*** Begin section ***
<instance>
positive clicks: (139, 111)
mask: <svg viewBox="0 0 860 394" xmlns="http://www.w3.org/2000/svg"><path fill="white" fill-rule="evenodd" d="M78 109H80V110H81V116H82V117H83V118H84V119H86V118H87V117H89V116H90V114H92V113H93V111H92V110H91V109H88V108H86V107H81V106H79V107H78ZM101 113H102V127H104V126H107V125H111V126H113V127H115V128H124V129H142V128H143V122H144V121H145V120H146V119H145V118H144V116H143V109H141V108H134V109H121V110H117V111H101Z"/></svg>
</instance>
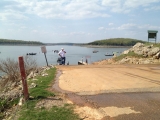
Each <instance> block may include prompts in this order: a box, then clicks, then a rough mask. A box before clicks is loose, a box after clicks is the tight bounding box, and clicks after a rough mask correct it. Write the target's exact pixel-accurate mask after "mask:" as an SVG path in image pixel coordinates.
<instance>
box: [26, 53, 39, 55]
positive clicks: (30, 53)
mask: <svg viewBox="0 0 160 120" xmlns="http://www.w3.org/2000/svg"><path fill="white" fill-rule="evenodd" d="M36 54H37V53H27V55H36Z"/></svg>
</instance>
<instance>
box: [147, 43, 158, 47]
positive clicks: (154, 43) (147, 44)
mask: <svg viewBox="0 0 160 120" xmlns="http://www.w3.org/2000/svg"><path fill="white" fill-rule="evenodd" d="M144 45H145V46H149V45H153V47H160V43H150V42H147V43H145V44H144Z"/></svg>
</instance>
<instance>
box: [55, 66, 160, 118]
mask: <svg viewBox="0 0 160 120" xmlns="http://www.w3.org/2000/svg"><path fill="white" fill-rule="evenodd" d="M57 69H58V71H59V72H60V73H61V74H59V75H60V76H59V79H58V82H57V83H58V84H57V86H59V90H60V91H61V92H63V93H65V94H66V96H67V97H68V99H70V100H71V101H72V102H73V103H74V104H77V105H78V106H77V108H76V110H75V111H76V112H77V113H79V114H80V115H81V116H82V117H83V118H84V119H85V120H115V119H116V120H124V119H125V120H132V119H133V120H135V119H136V120H142V119H144V120H152V119H153V120H159V119H160V65H103V66H102V65H85V66H57ZM56 88H58V87H56Z"/></svg>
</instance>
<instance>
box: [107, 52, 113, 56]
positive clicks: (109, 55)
mask: <svg viewBox="0 0 160 120" xmlns="http://www.w3.org/2000/svg"><path fill="white" fill-rule="evenodd" d="M105 56H114V53H113V54H108V53H106V54H105Z"/></svg>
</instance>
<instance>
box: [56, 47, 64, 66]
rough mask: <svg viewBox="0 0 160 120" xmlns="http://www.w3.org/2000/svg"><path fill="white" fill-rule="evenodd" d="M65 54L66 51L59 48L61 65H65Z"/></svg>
mask: <svg viewBox="0 0 160 120" xmlns="http://www.w3.org/2000/svg"><path fill="white" fill-rule="evenodd" d="M65 54H66V51H65V50H64V48H61V50H60V51H59V53H58V55H59V56H60V57H61V61H62V65H65V62H66V57H65Z"/></svg>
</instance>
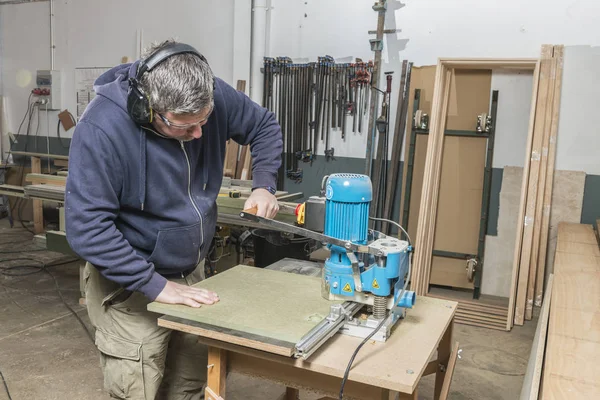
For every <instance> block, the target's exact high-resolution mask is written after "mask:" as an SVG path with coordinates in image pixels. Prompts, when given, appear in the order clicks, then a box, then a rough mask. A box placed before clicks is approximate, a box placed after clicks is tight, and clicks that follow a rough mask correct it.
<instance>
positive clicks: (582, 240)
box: [558, 223, 598, 245]
mask: <svg viewBox="0 0 600 400" xmlns="http://www.w3.org/2000/svg"><path fill="white" fill-rule="evenodd" d="M558 234H559V235H561V238H562V242H573V243H586V244H596V245H597V244H598V242H597V241H596V235H595V234H594V228H593V227H592V226H591V225H587V224H576V223H562V224H560V225H559V226H558Z"/></svg>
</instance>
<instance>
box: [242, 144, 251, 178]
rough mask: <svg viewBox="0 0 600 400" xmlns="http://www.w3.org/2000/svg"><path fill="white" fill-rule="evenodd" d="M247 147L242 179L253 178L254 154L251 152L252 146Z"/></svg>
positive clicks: (246, 149)
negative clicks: (253, 159)
mask: <svg viewBox="0 0 600 400" xmlns="http://www.w3.org/2000/svg"><path fill="white" fill-rule="evenodd" d="M245 147H246V156H245V157H244V163H243V165H242V174H241V175H240V179H248V180H251V179H252V154H251V153H250V146H245Z"/></svg>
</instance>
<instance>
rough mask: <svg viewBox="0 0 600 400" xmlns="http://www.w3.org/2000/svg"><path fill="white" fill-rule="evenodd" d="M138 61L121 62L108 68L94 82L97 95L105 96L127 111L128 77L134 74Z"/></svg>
mask: <svg viewBox="0 0 600 400" xmlns="http://www.w3.org/2000/svg"><path fill="white" fill-rule="evenodd" d="M138 64H139V61H136V62H135V63H133V64H131V63H130V64H121V65H117V66H116V67H114V68H111V69H109V70H108V71H106V72H105V73H103V74H102V75H100V77H99V78H98V79H96V82H94V90H95V91H96V94H97V95H98V96H103V97H106V98H107V99H108V100H110V101H112V102H113V103H115V104H116V105H118V106H119V107H120V108H121V109H123V111H125V112H127V92H128V91H129V78H133V77H135V76H136V71H137V66H138Z"/></svg>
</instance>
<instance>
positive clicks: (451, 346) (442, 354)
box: [433, 324, 454, 400]
mask: <svg viewBox="0 0 600 400" xmlns="http://www.w3.org/2000/svg"><path fill="white" fill-rule="evenodd" d="M453 327H454V325H453V324H450V325H449V326H448V329H446V332H445V333H444V336H443V337H442V340H441V341H440V344H439V345H438V363H439V364H440V365H441V366H443V367H440V370H438V372H437V373H436V375H435V390H434V395H433V398H434V400H439V399H440V395H441V394H442V391H443V388H444V382H445V380H446V374H447V373H448V366H449V365H450V356H451V354H452V330H453Z"/></svg>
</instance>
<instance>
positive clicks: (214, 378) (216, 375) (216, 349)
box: [207, 347, 227, 397]
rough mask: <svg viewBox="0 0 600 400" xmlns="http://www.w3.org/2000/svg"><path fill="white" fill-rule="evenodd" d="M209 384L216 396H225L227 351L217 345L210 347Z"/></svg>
mask: <svg viewBox="0 0 600 400" xmlns="http://www.w3.org/2000/svg"><path fill="white" fill-rule="evenodd" d="M207 369H208V376H207V386H208V387H209V388H210V389H211V391H212V392H213V394H214V395H216V396H221V395H222V396H223V397H224V396H225V383H226V374H227V351H226V350H222V349H218V348H215V347H209V348H208V366H207Z"/></svg>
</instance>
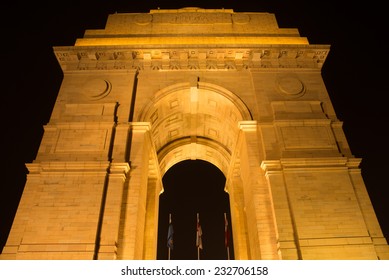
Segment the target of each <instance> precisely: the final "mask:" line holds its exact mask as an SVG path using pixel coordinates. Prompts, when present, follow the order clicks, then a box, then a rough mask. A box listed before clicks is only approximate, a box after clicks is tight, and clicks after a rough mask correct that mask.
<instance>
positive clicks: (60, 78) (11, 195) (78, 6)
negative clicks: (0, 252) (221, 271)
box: [0, 0, 389, 250]
mask: <svg viewBox="0 0 389 280" xmlns="http://www.w3.org/2000/svg"><path fill="white" fill-rule="evenodd" d="M352 3H353V4H352V5H348V6H347V5H345V4H342V5H340V4H331V3H329V2H328V1H282V0H280V1H253V0H250V1H245V0H240V1H212V0H209V1H106V0H97V1H88V0H85V1H72V0H71V1H64V2H57V1H51V2H48V1H46V2H44V1H41V2H39V1H26V3H25V2H21V1H13V2H11V3H6V4H2V17H1V26H2V30H1V35H2V43H1V47H2V57H1V58H2V59H1V67H2V72H1V73H2V74H1V79H2V83H1V84H2V87H1V97H2V100H1V105H2V106H1V114H2V116H1V120H2V122H3V126H2V137H1V139H2V141H3V144H2V147H3V155H4V156H3V160H2V161H1V183H0V248H2V247H3V245H4V244H5V241H6V238H7V236H8V233H9V229H10V227H11V224H12V220H13V217H14V214H15V211H16V208H17V204H18V202H19V199H20V196H21V193H22V190H23V187H24V184H25V180H26V173H27V170H26V168H25V163H29V162H32V161H33V160H34V158H35V156H36V153H37V149H38V147H39V144H40V141H41V138H42V135H43V125H45V124H47V123H48V122H49V119H50V114H51V111H52V109H53V106H54V102H55V98H56V96H57V93H58V90H59V87H60V84H61V79H62V73H61V69H60V67H59V65H58V64H57V61H56V59H55V57H54V54H53V51H52V47H53V46H72V45H73V44H74V42H75V40H76V39H77V38H81V37H83V34H84V31H85V30H86V29H101V28H104V25H105V22H106V19H107V16H108V14H111V13H114V12H149V10H150V9H157V8H158V7H160V8H163V9H165V8H174V9H177V8H183V7H189V6H190V7H194V6H195V7H201V8H228V9H234V10H235V11H236V12H250V11H252V12H270V13H274V14H275V15H276V18H277V21H278V24H279V26H280V27H281V28H298V29H299V31H300V34H301V36H304V37H307V38H308V40H309V41H310V43H311V44H330V45H331V51H330V54H329V56H328V59H327V60H326V62H325V64H324V67H323V78H324V82H325V84H326V86H327V89H328V92H329V95H330V97H331V100H332V102H333V105H334V107H335V111H336V113H337V116H338V119H339V120H341V121H343V123H344V125H343V128H344V131H345V134H346V137H347V139H348V141H349V145H350V147H351V151H352V152H353V154H354V155H355V156H356V157H358V158H362V159H363V160H362V164H361V169H362V176H363V178H364V180H365V183H366V186H367V189H368V192H369V195H370V198H371V200H372V202H373V206H374V209H375V211H376V214H377V217H378V219H379V221H380V224H381V227H382V230H383V232H384V235H385V236H386V238H387V239H388V238H389V219H388V215H389V203H388V197H389V191H388V189H389V184H388V180H387V179H388V177H387V174H388V170H389V161H388V158H389V145H388V140H387V139H389V137H388V136H387V134H388V133H387V127H388V124H389V122H388V121H389V114H388V112H389V110H388V108H389V107H388V100H389V97H388V96H389V82H388V80H389V75H388V74H389V71H388V69H389V68H388V62H389V58H388V57H389V56H388V54H387V47H386V41H387V38H386V37H387V35H388V27H389V26H388V23H387V15H386V12H385V6H384V2H383V1H369V2H361V3H360V2H357V1H355V2H352ZM166 232H167V229H166ZM177 242H178V241H177ZM0 250H1V249H0Z"/></svg>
*** End section ***
▶ [REQUIRED ACTION] Up to and including the line with "box: [147, 43, 158, 47]", copy the data above from its first line. Skip pictures.

▶ [SOLUTION TO THE PROBLEM]
<instance>
positive clicks: (139, 111)
mask: <svg viewBox="0 0 860 394" xmlns="http://www.w3.org/2000/svg"><path fill="white" fill-rule="evenodd" d="M78 109H80V110H81V116H82V117H83V118H84V119H86V118H87V117H89V116H90V114H92V113H93V111H92V110H91V109H88V108H86V107H81V106H79V107H78ZM101 113H102V127H104V126H107V125H111V126H113V127H115V128H124V129H142V128H143V122H144V121H145V120H146V119H145V118H144V116H143V109H141V108H134V109H121V110H117V111H101Z"/></svg>
</instance>
Each <instance> block may include prompts in this order: a box, then clicks, then a rough mask. A box before clicks is loose, a box after clicks is the tight bounding box, and clicks after a rough mask correct it. Write the target's exact pixel-accurate mask after "mask:" as an SVG path in image pixel coordinates.
<instance>
box: [26, 53, 39, 55]
positive clicks: (30, 53)
mask: <svg viewBox="0 0 160 120" xmlns="http://www.w3.org/2000/svg"><path fill="white" fill-rule="evenodd" d="M36 54H37V53H27V55H36Z"/></svg>
</instance>
<instance>
box: [147, 43, 158, 47]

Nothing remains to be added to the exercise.